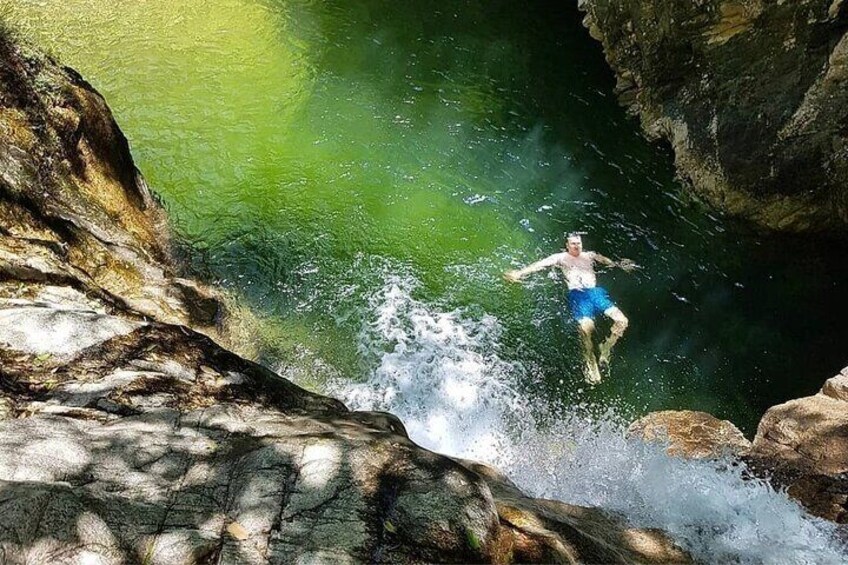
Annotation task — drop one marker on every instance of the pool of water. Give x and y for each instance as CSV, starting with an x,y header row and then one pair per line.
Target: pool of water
x,y
361,173
297,144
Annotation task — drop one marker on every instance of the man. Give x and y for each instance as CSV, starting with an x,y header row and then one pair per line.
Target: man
x,y
585,298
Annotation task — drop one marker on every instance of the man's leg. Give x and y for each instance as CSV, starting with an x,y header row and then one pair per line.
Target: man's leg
x,y
590,369
619,324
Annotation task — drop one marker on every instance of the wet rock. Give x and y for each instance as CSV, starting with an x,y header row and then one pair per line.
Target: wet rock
x,y
695,435
751,96
803,445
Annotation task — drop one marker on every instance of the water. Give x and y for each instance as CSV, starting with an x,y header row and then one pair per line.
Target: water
x,y
353,169
442,374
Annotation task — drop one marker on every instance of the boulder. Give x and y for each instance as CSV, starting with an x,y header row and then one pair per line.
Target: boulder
x,y
694,435
803,445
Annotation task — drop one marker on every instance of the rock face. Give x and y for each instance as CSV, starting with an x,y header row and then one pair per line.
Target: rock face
x,y
695,435
804,444
127,435
751,95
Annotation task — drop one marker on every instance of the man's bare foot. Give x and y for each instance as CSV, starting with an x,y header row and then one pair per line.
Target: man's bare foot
x,y
592,374
604,353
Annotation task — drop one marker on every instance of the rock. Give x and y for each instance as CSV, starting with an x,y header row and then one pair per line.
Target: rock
x,y
803,445
751,96
837,387
139,439
695,435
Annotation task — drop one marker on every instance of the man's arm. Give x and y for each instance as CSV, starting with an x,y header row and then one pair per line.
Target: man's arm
x,y
515,276
625,264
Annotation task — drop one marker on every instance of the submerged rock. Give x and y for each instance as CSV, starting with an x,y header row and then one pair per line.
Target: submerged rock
x,y
127,435
695,435
803,444
751,95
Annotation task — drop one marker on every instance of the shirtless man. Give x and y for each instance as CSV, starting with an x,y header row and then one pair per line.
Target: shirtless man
x,y
585,298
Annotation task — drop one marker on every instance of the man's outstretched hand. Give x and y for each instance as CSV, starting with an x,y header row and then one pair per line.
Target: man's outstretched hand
x,y
512,276
627,265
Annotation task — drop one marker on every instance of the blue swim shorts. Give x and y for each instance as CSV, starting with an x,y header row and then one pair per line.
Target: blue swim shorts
x,y
589,302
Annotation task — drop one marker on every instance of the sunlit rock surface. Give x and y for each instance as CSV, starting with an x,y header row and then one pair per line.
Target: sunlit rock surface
x,y
127,435
804,442
751,95
691,434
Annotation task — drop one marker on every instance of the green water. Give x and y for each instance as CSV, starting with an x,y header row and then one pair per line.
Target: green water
x,y
304,149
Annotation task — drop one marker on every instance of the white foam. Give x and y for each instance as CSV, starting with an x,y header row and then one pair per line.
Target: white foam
x,y
440,372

● What you will do
Find the line with "of the blue" in the data above. Restate it and all later lines word for word, ending with the last line.

● Output for this exercise
Annotation task — drop one marker on every instance of the blue swim shorts. Give x and y for each instance as CSV, starting with an x,y header row and then one pair per line.
Target: blue swim shorts
x,y
589,302
Annotation task — drop one marker on every instance of the sunlit rock surface. Give x and y for each instance as CSV, starting with an x,y header row and then one pair per line.
Target: sunlit rock surface
x,y
127,435
804,442
751,95
691,434
Annotation task — drop one marker on every instance of the green water. Give x and y for each instance as CSV, starting with an x,y header row and then one pair per line.
Target: green water
x,y
304,149
Annotation task — drop one marker on every instance of the white foam. Give x and y for each instance as CSV, starting with an x,y header row and then one pair per line.
Target: white foam
x,y
440,372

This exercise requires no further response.